Hankook Dynapro AT2 vs Yokohama Geolandar G015


With innovative tread compounds, both the Hankook Dynapro AT2 and the Yokohama Geolandar G015 are designed to tackle any terrain with ease. Yet, the choice between them can be difficult. Let’s compare the technical specifications and performance data to determine the winner.

Yokohama Geolandar G015
Yokohama Geolandar G015 although features aggressive enough shoulders, is missing with sidewall lugs.

Being a tire engineer, from my perspective, the Dynapro AT2 although does great on dry roads, in terms of handling and steering response, its wet traction is not so appreciable. Though it does better in comparison, when it comes to off-road traction in rocks and mud and offers better tread life. The Yokohama G015 A/T on the other side is superb on wet roads, and gives you superior winter performance. Moreover, its one of the most comfortable tires out there in A/T category.

▶ **COMPLETE THE FOLLOWING**:
**A.** Answer the following questions using the tire comparison.
(i) According to the text, which two things will be compared to determine the winner?
(ii) What feature is the Yokohama Geolandar G015 said to be missing?
(iii) Which tire is described as superb on wet roads?
**B.** Revise the passage of the tire comparison that opens with "With innovative tread" and ends after "determine the winner.", replacing "tread compounds" with "rubber blends".

▶ **DATASET**:

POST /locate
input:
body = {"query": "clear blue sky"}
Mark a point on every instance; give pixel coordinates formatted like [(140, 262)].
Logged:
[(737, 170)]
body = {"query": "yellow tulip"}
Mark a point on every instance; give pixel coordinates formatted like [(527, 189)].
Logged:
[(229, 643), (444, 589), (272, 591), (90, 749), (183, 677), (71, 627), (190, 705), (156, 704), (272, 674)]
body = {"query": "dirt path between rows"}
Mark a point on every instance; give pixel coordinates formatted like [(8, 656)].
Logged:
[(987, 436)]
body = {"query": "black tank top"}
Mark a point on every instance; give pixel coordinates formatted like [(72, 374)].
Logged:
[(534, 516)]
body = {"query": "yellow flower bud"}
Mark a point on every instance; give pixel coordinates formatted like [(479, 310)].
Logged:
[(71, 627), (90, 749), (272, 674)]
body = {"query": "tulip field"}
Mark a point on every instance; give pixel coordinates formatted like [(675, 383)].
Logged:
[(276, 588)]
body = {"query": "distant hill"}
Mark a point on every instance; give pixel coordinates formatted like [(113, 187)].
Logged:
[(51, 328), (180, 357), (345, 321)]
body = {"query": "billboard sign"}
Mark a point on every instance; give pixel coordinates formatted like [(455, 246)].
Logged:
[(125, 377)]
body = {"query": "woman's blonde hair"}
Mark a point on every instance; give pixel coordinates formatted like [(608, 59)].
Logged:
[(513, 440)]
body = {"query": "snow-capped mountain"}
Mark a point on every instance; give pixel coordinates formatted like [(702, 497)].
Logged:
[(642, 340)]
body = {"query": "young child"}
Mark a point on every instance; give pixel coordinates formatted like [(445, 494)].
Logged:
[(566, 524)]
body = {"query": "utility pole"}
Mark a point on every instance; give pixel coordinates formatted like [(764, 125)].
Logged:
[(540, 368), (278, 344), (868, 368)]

▶ **THE RESPONSES**:
**A.**
(i) The technical specifications and the performance data.
(ii) Sidewall lugs.
(iii) The Yokohama G015 A/T.

**B.**
With innovative rubber blends, both the Hankook Dynapro AT2 and the Yokohama Geolandar G015 are designed to tackle any terrain with ease. Yet, the choice between them can be difficult. Let’s compare the technical specifications and performance data to determine the winner.